GOAL OF THE EXERCISE:
Extract each line of the data and write it out again exactly.
□ □ □
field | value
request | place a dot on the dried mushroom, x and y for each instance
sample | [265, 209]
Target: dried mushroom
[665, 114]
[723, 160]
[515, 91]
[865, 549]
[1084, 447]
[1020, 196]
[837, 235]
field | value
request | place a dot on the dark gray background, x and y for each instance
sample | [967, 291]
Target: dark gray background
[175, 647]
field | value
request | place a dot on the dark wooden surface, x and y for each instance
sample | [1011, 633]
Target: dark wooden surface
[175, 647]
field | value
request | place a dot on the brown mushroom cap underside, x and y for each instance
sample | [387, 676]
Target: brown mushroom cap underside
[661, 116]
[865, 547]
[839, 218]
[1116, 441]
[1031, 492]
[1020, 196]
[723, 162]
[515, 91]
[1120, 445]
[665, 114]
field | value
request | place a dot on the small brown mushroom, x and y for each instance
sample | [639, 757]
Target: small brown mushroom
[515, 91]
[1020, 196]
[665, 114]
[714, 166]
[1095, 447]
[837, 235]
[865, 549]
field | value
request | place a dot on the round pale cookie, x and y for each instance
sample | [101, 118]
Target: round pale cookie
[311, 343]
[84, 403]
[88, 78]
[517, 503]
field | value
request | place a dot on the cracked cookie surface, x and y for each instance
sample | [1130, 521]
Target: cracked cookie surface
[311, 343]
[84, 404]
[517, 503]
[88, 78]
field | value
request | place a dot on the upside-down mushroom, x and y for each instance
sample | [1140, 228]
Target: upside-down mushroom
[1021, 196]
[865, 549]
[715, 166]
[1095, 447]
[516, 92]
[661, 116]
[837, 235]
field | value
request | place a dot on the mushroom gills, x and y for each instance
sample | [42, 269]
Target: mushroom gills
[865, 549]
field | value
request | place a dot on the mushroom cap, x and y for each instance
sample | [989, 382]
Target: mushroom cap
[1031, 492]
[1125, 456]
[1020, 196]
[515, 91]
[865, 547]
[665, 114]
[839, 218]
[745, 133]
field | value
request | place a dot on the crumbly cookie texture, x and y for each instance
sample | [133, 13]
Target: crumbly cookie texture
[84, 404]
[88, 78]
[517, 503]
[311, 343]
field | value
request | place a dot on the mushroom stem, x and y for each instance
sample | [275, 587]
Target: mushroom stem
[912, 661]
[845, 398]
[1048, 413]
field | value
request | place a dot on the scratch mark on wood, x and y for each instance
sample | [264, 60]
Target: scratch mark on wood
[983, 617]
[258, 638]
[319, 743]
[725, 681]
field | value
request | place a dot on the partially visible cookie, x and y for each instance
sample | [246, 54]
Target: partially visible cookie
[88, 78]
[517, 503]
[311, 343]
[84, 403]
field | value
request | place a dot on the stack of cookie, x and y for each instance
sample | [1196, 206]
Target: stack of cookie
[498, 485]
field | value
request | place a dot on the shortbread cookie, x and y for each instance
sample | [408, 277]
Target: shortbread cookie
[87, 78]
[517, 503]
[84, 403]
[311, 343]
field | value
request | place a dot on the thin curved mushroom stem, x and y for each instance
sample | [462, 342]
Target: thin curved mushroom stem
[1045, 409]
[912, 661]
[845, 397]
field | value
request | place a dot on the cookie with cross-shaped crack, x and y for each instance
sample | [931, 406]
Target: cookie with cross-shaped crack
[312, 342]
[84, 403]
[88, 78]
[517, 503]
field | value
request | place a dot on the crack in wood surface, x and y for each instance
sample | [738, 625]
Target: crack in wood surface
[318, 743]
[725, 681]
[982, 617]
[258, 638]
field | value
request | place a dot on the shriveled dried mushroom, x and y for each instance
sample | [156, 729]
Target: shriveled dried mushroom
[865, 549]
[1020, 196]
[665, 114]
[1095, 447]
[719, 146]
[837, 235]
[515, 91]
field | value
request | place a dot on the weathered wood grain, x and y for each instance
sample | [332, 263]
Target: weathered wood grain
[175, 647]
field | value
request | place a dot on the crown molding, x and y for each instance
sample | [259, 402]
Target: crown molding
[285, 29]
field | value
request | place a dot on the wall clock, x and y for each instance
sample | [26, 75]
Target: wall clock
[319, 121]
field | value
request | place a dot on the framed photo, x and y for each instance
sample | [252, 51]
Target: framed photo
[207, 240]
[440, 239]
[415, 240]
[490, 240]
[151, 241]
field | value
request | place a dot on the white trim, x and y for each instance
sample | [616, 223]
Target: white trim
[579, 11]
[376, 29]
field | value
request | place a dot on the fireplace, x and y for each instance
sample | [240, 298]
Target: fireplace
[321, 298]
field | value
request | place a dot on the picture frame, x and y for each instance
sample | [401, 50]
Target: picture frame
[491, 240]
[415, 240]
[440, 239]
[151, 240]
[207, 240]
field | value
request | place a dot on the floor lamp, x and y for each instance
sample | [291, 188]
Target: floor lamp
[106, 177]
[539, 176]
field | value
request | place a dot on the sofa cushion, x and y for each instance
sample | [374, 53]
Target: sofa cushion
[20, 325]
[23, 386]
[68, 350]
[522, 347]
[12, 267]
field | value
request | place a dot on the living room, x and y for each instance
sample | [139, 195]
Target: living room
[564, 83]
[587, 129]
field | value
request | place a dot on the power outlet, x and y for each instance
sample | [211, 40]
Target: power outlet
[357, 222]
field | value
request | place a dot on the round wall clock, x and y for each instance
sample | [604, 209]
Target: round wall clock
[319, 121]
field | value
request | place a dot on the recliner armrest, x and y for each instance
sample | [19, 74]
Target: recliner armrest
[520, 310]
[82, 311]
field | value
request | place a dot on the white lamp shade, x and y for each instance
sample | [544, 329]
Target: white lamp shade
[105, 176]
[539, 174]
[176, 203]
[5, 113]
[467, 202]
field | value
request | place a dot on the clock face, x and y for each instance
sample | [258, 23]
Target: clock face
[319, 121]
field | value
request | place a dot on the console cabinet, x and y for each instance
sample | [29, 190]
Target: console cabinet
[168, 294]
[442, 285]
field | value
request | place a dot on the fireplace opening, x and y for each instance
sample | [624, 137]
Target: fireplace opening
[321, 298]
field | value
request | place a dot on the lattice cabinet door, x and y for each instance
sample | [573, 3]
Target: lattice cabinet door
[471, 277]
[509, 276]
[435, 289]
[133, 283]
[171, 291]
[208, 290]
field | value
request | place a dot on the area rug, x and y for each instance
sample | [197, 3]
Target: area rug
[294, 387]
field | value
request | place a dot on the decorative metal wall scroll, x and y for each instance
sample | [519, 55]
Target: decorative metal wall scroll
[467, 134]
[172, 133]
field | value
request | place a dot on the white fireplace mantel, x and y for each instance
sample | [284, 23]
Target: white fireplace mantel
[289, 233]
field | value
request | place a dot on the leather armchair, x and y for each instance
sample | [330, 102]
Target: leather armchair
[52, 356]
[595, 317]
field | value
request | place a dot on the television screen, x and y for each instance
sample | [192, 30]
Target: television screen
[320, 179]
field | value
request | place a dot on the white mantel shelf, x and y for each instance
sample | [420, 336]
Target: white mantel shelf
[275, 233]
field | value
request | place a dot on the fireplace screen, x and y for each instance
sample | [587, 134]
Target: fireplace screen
□ □ □
RESPONSE TO THIS EXERCISE:
field | value
request | place a dot on the dried mushroom, x and y for each instance
sample | [265, 209]
Target: dried mushroom
[665, 114]
[723, 160]
[515, 91]
[865, 549]
[1084, 447]
[1020, 196]
[837, 235]
field | value
request | place a dot on the dark gray background, x and y for each instance
sample | [967, 291]
Target: dark gray background
[175, 647]
field | value
request | place a dot on the dark wooden surface, x and y for each instance
sample | [1011, 633]
Target: dark wooden surface
[175, 647]
field | value
request | place a dot on the brown mushroom cap underside, x and y for each instance
sample | [387, 676]
Target: brown mushroom cap underside
[661, 116]
[865, 547]
[839, 218]
[1116, 441]
[1031, 492]
[1020, 196]
[723, 162]
[515, 91]
[1120, 445]
[665, 114]
field | value
request | place a dot on the small brown mushroom, x and y for each instance
sample | [639, 757]
Target: small brown mushroom
[515, 91]
[1020, 196]
[665, 114]
[714, 166]
[1095, 447]
[837, 235]
[865, 549]
field | value
request | place a dot on the round pale cookie, x and y for each instance
sample | [101, 118]
Target: round pale cookie
[311, 343]
[84, 403]
[88, 78]
[517, 503]
field | value
request | place a dot on the cracked cookie surface, x and y for each instance
sample | [1130, 521]
Target: cracked cookie surface
[311, 343]
[84, 404]
[517, 503]
[88, 78]
field | value
request | place a dot on the upside-down mushroom, x and y for each instance
sample | [1140, 228]
Target: upside-down mushroom
[1021, 196]
[865, 549]
[715, 166]
[1095, 447]
[516, 92]
[661, 116]
[837, 235]
field | value
request | place a dot on the mushroom gills, x and y for each instance
sample | [42, 269]
Target: mushroom gills
[865, 549]
field | value
request | place a dot on the mushroom cap, x and y for each instance
sample | [989, 382]
Target: mushroom cap
[1031, 492]
[1125, 456]
[1020, 196]
[515, 91]
[865, 547]
[665, 114]
[839, 218]
[745, 133]
field | value
request | place a dot on the crumbly cookie texture, x and y for each instance
sample | [133, 13]
Target: crumbly cookie texture
[84, 404]
[88, 78]
[517, 503]
[311, 343]
field | value
request | place a dot on the mushroom stem, x and y for each instance
sample | [275, 587]
Target: mushroom stem
[912, 661]
[845, 398]
[1048, 413]
field | value
request | place a dot on the scratch mark on wood, x and y for each instance
sample | [264, 60]
Target: scratch mark on wood
[983, 617]
[258, 638]
[319, 743]
[725, 681]
field | value
request | place a dot on the partially visible cookie, x and y for each instance
sample | [246, 54]
Target: partially visible cookie
[88, 78]
[517, 503]
[311, 343]
[84, 403]
field | value
request | place a dot on the stack of cookie, x and y for each instance
sample | [1196, 206]
Target: stack of cookie
[498, 485]
field | value
request | place a dot on the shortbread cookie, x and y for each instance
sample | [408, 277]
Target: shortbread cookie
[87, 78]
[517, 503]
[84, 403]
[311, 343]
field | value
request | place a dot on the thin curved mushroom stem, x and y for each instance
sample | [462, 342]
Target: thin curved mushroom stem
[1045, 409]
[912, 661]
[845, 397]
field | value
request | place a dot on the cookie with cross-shaped crack, x and y for each instance
sample | [931, 406]
Target: cookie with cross-shaped crack
[312, 342]
[84, 403]
[88, 78]
[517, 503]
field | value
request | place a dot on the crack in wood surface, x and y for each instance
sample | [738, 625]
Target: crack in wood surface
[318, 743]
[725, 681]
[982, 617]
[258, 638]
field | value
request | place a dot on the shriveled dried mushroom, x and y for each instance
sample | [156, 729]
Target: shriveled dried mushroom
[865, 549]
[1020, 196]
[665, 114]
[1095, 447]
[719, 146]
[837, 235]
[515, 91]
field | value
request | place a dot on the weathered wood grain, x and y for each instance
sample | [332, 263]
Target: weathered wood grain
[175, 647]
field | value
request | place a dot on the crown molding, x and y for each instance
sample | [259, 402]
Target: crown molding
[285, 29]
field | value
request | place a dot on the wall clock, x and y for each instance
sample | [26, 75]
Target: wall clock
[319, 121]
field | value
request | place a dot on the framed photo, x and y for each instance
sample | [252, 51]
Target: framed photo
[207, 240]
[440, 239]
[415, 240]
[490, 240]
[151, 241]
field | value
request | place a dot on the white trim, x and y for each instance
sample | [616, 223]
Target: white trim
[579, 11]
[376, 29]
field | value
request | place a dot on the fireplace, x and y for each instance
sample | [240, 298]
Target: fireplace
[321, 298]
field | value
request | place a dot on the picture frame, x and y for each instance
sample | [401, 50]
Target: picture frame
[491, 240]
[415, 240]
[440, 239]
[151, 240]
[207, 240]
field | value
request | place a dot on the floor lamp, x and y for each instance
sample | [291, 188]
Target: floor lamp
[106, 177]
[539, 176]
field | value
request | place a dot on the sofa cushion, x and y for each instance
sample | [374, 53]
Target: sofa cushion
[20, 325]
[23, 386]
[68, 350]
[522, 347]
[12, 267]
field | value
request | place a dot on the living room, x and y for each instance
sample | [139, 195]
Target: living room
[564, 83]
[587, 129]
field | value
request | place a dot on the power outlet, x and y for each instance
sample | [211, 40]
Target: power outlet
[357, 222]
field | value
request | place a dot on the round wall clock, x and y for each instance
sample | [604, 209]
Target: round wall clock
[319, 121]
field | value
request | place a dot on the recliner armrest, x and y for each instance
sample | [19, 74]
Target: recliner armrest
[520, 310]
[82, 311]
field | value
request | place a dot on the white lamp shade, x and y for each instance
sample | [544, 329]
Target: white lamp shade
[105, 176]
[539, 174]
[176, 203]
[5, 113]
[467, 202]
field | value
request | place a dot on the clock face, x and y for each instance
sample | [258, 23]
Target: clock face
[319, 121]
field | value
request | place a dot on the console cabinet, x and y for each instance
sample | [29, 190]
Target: console cabinet
[168, 294]
[442, 285]
field | value
request | place a dot on the fireplace opening, x and y for each instance
sample | [624, 137]
Target: fireplace opening
[321, 298]
field | value
request | place a dot on the lattice cabinet door, x and y for each instance
sample | [573, 3]
Target: lattice cabinet door
[471, 277]
[509, 276]
[435, 289]
[133, 283]
[171, 291]
[208, 290]
field | value
request | place a dot on the area rug, x and y for each instance
sample | [197, 3]
Target: area rug
[294, 387]
field | value
request | place a dot on the decorative metal wall scroll, x and y for each instance
sample | [519, 55]
Target: decorative metal wall scroll
[467, 134]
[172, 133]
field | value
request | place a dot on the white fireplace mantel, x and y for each instance
sample | [284, 23]
Target: white fireplace mantel
[289, 233]
field | value
request | place a dot on the leather armchair, x and y for each instance
sample | [330, 102]
Target: leather armchair
[52, 356]
[595, 317]
field | value
request | place a dot on the television screen, x and y for each instance
sample | [192, 30]
Target: television screen
[320, 179]
field | value
request | place a dot on the white mantel shelf, x and y for each instance
sample | [420, 336]
Target: white mantel shelf
[275, 233]
field | value
request | place a dot on the fireplace screen, x and y for each instance
sample | [587, 134]
Target: fireplace screen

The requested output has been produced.